* begin Quoted passage *

Retry-safe eval workers with stable row IDs

Applies to:

Plan -
Deployment -

Summary

Goal: Make interrupted eval workers resume onto the same experiment rows instead of appending duplicates. Features: upsert_id (TypeScript Eval), experiment.log() with stable id, _object_delete insert flag, attemptId metadata tagging.

Configuration steps

Step 1: Set a stable row ID in TypeScript Eval

Use upsert_id on each EvalCase, derived from a value that is stable across retries (e.g., sample ID or input hash).

data: examples.map((example) => ({
  input: example.input,
  expected: example.expected,
  metadata: { sample_id: example.id },
  upsert_id: `eval-row-${example.id}`,
}))

Retries that supply the same upsert_id land on the same logical row in the UI.

Step 2: Set a stable row ID when logging manually

If you are using lower-level experiment logging instead of the Eval API, pass the stable key as id.

experiment.log({
  id: `eval-row-${example.id}`,
  input: example.input,
  output: result,
  scores: { ... },
})

This applies to both TypeScript and Python when calling experiment.log() directly.

* end Quoted passage *
* begin Data records *

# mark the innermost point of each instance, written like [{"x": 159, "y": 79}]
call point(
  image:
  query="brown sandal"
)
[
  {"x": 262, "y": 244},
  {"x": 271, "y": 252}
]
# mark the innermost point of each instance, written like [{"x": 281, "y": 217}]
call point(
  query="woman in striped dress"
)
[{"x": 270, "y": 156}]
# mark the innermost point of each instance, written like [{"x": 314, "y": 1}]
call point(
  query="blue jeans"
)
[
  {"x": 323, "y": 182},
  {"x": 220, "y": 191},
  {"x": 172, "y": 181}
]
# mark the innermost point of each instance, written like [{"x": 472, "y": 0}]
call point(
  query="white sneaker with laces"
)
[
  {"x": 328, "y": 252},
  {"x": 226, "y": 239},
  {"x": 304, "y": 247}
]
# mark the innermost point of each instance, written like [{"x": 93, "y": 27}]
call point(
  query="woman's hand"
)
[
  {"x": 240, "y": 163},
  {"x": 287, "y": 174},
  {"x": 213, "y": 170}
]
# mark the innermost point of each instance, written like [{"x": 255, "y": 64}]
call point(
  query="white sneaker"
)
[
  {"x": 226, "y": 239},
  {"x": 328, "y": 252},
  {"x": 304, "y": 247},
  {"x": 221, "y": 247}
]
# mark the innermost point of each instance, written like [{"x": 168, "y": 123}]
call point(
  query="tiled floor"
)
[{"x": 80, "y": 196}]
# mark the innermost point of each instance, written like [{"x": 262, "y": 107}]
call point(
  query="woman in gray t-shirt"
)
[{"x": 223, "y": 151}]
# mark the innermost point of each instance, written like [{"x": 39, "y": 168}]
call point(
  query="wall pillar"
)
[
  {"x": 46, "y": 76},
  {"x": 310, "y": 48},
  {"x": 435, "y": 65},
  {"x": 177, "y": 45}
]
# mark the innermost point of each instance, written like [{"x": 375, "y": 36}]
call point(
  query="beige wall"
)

* end Data records *

Written exercise →
Retype the eval-worker retry guide from "Use upsert_id on" up to and including "stable key as id.". The records have no role here.

Answer →
Use upsert_id on each EvalCase, derived from a value that is stable across retries (e.g., sample ID or input hash).

data: examples.map((example) => ({
  input: example.input,
  expected: example.expected,
  metadata: { sample_id: example.id },
  upsert_id: `eval-row-${example.id}`,
}))

Retries that supply the same upsert_id land on the same logical row in the UI.

Step 2: Set a stable row ID when logging manually

If you are using lower-level experiment logging instead of the Eval API, pass the stable key as id.